↓↓↓

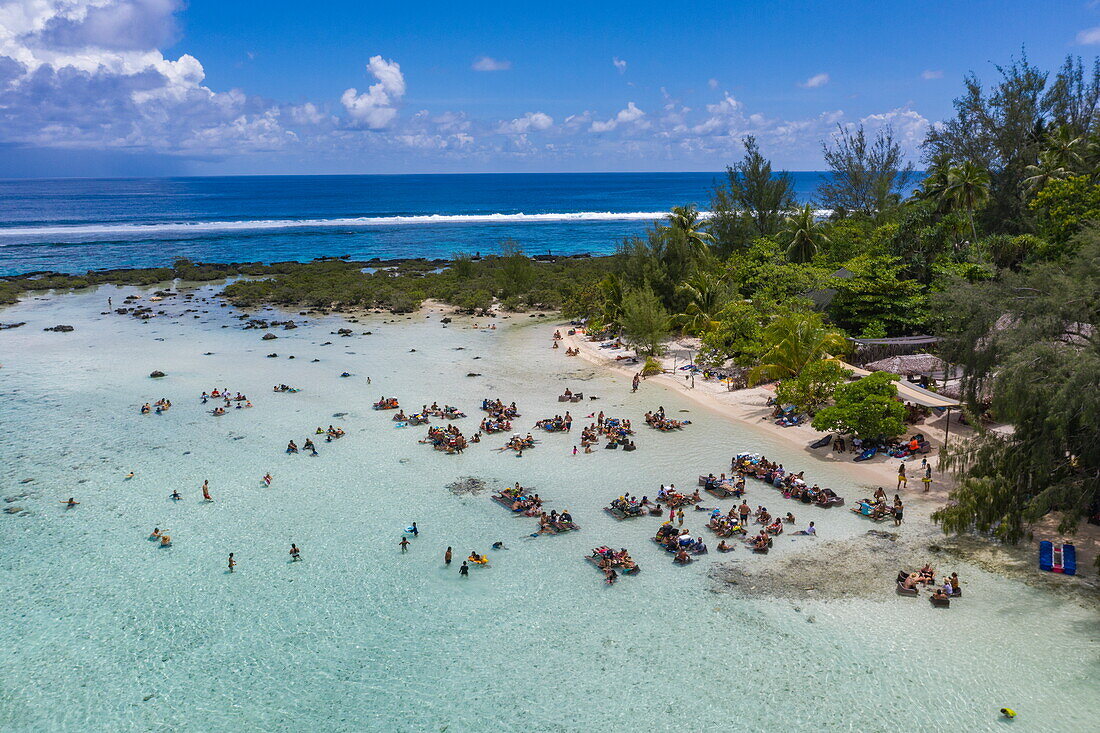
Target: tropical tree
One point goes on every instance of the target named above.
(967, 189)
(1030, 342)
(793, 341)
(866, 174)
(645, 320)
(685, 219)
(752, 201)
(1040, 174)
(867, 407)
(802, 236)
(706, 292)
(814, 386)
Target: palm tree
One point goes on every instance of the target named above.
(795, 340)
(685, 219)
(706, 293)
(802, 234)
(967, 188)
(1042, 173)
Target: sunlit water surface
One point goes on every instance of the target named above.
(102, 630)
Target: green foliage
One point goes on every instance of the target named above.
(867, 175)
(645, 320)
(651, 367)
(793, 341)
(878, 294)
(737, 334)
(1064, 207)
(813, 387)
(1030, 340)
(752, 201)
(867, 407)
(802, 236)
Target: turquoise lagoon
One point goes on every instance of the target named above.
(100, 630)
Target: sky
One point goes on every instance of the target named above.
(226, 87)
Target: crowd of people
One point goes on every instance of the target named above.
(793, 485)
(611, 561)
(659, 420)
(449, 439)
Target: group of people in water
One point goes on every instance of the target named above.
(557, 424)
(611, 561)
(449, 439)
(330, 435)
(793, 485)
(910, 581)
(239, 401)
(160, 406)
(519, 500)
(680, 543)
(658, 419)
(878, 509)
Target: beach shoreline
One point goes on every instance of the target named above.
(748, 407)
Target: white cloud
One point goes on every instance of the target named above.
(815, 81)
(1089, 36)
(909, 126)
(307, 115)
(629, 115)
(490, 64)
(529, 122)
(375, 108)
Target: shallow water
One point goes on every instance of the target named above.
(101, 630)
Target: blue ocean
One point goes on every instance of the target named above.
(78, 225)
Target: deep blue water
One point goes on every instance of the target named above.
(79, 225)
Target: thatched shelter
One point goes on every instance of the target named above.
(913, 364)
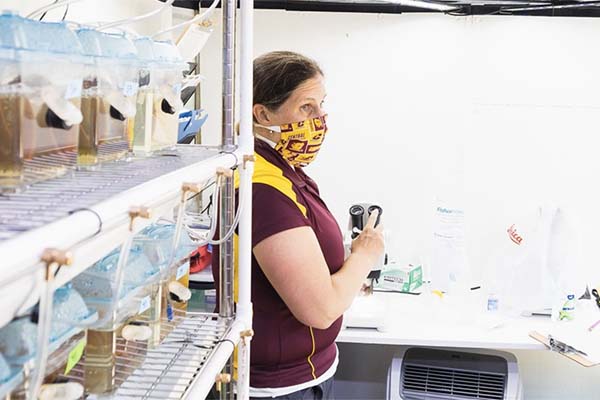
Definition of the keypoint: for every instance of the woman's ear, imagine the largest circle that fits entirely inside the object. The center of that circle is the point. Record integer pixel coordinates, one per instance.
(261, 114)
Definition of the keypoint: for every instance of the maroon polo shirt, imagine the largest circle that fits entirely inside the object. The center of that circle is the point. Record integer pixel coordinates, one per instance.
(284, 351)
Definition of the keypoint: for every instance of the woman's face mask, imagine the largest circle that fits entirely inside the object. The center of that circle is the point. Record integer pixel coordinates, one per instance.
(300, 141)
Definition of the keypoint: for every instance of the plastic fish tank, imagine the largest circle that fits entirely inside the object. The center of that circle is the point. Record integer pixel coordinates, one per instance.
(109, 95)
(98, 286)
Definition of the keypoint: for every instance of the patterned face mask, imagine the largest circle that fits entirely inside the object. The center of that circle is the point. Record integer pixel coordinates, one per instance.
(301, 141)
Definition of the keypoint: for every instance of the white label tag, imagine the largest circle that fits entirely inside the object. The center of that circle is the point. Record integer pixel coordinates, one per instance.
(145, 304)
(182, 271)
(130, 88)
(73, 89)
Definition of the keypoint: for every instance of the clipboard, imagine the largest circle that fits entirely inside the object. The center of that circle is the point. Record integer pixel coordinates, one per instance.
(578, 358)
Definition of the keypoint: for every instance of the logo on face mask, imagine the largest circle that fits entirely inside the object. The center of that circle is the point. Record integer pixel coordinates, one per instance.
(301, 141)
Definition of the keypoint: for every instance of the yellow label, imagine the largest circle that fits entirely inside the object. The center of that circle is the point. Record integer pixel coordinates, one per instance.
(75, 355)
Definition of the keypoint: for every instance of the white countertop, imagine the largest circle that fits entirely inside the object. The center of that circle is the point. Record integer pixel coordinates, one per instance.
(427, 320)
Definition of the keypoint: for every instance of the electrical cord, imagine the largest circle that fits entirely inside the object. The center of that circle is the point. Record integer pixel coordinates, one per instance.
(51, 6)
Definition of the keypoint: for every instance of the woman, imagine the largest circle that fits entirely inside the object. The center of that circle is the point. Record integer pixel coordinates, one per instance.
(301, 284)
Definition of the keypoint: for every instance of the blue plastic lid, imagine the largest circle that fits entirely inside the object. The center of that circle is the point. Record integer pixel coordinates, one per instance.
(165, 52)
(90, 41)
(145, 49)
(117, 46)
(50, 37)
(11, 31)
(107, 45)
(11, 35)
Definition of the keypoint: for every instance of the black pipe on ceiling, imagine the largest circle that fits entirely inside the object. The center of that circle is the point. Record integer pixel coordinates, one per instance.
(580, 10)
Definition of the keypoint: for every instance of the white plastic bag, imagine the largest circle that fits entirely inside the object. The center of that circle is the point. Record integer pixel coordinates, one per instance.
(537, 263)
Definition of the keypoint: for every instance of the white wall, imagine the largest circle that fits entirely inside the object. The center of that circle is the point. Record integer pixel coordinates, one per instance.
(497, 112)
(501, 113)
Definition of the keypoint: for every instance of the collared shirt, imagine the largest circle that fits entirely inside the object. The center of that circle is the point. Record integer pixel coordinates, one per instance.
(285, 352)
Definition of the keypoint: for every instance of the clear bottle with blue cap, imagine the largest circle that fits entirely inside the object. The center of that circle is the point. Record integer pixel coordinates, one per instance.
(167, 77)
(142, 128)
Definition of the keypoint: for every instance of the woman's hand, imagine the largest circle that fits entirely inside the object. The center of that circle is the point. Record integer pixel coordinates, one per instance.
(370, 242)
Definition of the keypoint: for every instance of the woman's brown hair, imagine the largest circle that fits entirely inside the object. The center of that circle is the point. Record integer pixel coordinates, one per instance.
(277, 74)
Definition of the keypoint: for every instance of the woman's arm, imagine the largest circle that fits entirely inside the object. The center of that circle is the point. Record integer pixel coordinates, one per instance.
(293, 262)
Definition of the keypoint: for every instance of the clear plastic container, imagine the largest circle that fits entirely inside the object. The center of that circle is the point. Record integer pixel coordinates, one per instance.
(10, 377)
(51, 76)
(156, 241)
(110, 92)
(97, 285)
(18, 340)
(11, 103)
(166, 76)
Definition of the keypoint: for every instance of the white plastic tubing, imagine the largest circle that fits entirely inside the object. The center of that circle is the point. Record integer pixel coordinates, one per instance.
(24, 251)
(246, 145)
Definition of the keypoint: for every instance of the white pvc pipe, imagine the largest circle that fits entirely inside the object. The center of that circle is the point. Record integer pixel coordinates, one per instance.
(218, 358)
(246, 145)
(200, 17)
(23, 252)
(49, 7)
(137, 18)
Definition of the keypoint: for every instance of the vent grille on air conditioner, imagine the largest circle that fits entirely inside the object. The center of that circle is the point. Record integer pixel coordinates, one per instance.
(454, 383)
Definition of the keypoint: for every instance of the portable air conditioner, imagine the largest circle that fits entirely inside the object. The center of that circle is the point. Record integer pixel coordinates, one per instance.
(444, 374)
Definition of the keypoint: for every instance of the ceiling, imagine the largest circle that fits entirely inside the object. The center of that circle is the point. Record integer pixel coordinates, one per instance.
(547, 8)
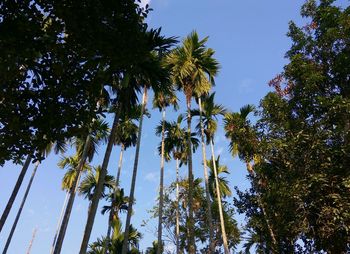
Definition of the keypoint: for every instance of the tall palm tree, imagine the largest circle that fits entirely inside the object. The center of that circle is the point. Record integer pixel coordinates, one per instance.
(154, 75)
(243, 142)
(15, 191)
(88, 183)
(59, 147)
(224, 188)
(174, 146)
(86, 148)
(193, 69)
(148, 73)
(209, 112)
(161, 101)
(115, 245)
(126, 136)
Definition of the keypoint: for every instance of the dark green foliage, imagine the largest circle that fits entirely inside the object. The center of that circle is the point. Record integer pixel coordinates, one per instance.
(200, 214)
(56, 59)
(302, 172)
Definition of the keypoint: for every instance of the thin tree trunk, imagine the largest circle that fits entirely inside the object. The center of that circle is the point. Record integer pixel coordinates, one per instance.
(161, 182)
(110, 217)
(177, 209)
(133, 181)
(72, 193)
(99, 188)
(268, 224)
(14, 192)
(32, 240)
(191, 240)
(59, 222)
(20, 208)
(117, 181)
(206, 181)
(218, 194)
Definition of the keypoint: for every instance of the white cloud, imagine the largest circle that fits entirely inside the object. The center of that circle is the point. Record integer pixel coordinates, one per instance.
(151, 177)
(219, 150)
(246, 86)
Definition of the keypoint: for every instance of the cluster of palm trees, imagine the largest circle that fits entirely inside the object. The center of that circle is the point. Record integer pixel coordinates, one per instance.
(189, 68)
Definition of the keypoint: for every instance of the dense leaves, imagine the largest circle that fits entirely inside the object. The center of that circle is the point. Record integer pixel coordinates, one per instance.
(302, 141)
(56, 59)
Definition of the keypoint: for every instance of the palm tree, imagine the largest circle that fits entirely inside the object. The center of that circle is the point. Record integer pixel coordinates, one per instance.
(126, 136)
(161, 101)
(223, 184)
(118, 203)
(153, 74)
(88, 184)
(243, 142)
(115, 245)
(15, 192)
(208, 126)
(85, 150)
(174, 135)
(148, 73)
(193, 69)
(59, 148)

↑↑↑
↓↓↓

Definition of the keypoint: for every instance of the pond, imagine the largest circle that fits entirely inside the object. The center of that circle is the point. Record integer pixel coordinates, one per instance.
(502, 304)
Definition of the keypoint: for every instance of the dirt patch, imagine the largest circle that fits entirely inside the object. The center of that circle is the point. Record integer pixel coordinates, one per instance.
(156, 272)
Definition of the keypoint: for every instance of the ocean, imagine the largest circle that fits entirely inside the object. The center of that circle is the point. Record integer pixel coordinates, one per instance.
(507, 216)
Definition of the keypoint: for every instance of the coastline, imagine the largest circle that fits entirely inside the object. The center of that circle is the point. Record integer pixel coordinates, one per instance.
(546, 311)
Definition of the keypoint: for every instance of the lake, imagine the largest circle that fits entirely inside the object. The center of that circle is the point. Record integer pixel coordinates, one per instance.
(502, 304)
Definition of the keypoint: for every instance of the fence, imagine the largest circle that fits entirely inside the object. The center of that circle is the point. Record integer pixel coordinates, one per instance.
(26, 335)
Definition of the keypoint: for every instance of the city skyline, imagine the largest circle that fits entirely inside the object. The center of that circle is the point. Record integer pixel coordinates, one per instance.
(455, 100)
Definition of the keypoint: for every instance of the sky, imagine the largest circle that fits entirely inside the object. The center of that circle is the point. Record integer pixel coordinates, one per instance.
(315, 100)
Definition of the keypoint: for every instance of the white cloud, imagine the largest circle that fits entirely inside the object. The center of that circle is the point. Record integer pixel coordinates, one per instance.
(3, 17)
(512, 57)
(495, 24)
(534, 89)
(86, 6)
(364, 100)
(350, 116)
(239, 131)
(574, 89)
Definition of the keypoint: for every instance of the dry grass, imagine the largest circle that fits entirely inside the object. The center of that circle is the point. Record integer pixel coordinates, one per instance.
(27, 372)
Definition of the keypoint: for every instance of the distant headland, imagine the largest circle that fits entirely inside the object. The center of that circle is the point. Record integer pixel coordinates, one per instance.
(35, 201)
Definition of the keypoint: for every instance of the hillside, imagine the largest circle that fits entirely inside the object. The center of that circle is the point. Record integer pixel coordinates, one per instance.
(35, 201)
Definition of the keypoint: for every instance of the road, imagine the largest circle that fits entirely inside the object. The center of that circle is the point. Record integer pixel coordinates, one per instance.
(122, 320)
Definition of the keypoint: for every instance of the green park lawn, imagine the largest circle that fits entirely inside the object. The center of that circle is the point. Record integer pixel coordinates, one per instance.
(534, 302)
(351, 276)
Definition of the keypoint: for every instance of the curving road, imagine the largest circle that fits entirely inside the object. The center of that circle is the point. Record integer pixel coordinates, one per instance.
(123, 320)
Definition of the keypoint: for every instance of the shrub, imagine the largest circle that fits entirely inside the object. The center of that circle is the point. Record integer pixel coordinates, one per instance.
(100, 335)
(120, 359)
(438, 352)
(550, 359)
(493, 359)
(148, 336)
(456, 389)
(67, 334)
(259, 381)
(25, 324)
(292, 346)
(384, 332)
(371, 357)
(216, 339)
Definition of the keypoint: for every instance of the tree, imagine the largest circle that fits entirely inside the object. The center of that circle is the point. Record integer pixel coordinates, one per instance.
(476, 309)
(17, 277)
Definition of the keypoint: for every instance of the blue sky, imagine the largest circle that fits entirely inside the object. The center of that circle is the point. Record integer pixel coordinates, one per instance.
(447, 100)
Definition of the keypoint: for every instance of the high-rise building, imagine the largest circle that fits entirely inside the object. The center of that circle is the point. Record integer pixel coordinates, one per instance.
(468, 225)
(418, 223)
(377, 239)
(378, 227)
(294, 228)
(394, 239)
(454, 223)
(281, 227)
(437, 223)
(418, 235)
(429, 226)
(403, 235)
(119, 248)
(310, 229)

↑↑↑

ACTIVITY. When a line in the material contains the string "water", copy that line.

RESPONSE FOR THIS EXERCISE.
Target: sunlit water surface
Target: group of people in water
Target: shallow water
Target: deep blue water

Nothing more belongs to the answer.